> **Task material**
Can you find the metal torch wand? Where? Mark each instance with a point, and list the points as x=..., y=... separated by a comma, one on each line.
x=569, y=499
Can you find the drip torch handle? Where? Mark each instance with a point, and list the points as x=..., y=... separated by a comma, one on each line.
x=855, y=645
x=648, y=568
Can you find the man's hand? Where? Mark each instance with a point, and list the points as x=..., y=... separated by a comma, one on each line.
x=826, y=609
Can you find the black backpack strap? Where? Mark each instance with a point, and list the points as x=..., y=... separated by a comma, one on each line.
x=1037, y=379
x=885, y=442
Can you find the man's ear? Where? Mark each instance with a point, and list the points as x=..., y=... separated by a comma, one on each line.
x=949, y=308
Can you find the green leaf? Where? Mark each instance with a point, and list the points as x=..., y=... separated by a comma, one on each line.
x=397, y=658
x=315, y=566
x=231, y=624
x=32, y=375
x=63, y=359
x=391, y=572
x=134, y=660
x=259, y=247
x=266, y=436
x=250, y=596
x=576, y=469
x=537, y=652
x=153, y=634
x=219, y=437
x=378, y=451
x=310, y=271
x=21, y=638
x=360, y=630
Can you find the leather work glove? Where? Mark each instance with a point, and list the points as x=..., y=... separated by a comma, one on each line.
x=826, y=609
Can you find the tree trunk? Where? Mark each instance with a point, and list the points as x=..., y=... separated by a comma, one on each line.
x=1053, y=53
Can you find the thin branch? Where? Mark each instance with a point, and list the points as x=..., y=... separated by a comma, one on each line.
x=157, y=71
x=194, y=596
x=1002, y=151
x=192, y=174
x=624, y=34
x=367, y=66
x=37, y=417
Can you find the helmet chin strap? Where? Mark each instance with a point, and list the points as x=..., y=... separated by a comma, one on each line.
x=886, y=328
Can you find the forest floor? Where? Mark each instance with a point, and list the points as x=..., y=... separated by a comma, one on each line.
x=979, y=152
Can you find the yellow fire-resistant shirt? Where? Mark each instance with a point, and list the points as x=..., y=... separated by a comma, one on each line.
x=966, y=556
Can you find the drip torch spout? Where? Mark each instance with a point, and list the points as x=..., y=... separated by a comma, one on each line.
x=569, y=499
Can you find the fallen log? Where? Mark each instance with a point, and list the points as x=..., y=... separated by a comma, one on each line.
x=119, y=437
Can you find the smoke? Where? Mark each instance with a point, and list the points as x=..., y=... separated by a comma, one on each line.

> **Your task**
Please set down the whole listing above without altering a single line.

> **Answer to the exercise**
Can you find the metal torch wand? Where? Mark each instance with a point, and list the points as x=..., y=... separated by a comma, one on each line.
x=569, y=499
Can you find the drip torch handle? Where? Mark each instance with a point, and list the points as x=..., y=... separated by a comma, one on each line.
x=855, y=645
x=648, y=568
Can you find the man's hand? Where? Mark each instance with a point, and list the points as x=..., y=... separated by a comma, one on each line.
x=826, y=609
Can you find the black backpack strap? Where? Mark each instance with a point, and list the points as x=..., y=... separated by a comma, one on each line.
x=1037, y=379
x=885, y=442
Can you find the man's ear? Where? Mark each instance with a point, and list the points as x=..., y=... separated by a comma, one on each line.
x=949, y=308
Can you find the green leaf? Where? Mark each instance with a point, and list the points as x=..., y=... separated by a comma, one on each line.
x=397, y=658
x=315, y=566
x=231, y=624
x=32, y=375
x=63, y=359
x=391, y=572
x=134, y=660
x=259, y=247
x=266, y=436
x=250, y=596
x=576, y=469
x=537, y=652
x=153, y=634
x=219, y=437
x=378, y=451
x=310, y=271
x=21, y=638
x=360, y=630
Can you find the leather work glove? Where? Mark each instance with a point, and list the points as x=..., y=... separated by a comma, one on each line.
x=826, y=609
Can you find the tree trunk? Where? Mark each instance with a point, and list the points as x=..., y=... separated by a comma, one on each line.
x=1053, y=53
Can you find the thin branch? Where? Mark each instance with a point, and list the points as x=..., y=... separated by a comma, one on each line.
x=157, y=71
x=194, y=596
x=1002, y=151
x=192, y=174
x=624, y=34
x=367, y=66
x=37, y=417
Can you find the helmet chin strap? Where? Mark each instance with a point, and list the points as x=..., y=... separated by a comma, one on each line.
x=886, y=328
Can you find the forest floor? Where? Mark each instance with a point, and list the points as x=..., y=... separated by a comma, one on each line.
x=979, y=152
Can you find the yellow fire-resistant shirt? Where? Mark each instance with a point, and list the points as x=..., y=... separated by a comma, one on each line.
x=966, y=556
Can you find the drip torch spout? Where? Mark each instance with a point, and list the points as x=..., y=... separated by a comma, one on each line.
x=569, y=499
Can you find the fallen log? Where? Mark each instance with a point, and list the points as x=..., y=... separated by a comma, one on each line.
x=119, y=437
Can you find the smoke? Where? Mark each instance with a point, and list the points as x=..., y=... separated by a comma, one on each line.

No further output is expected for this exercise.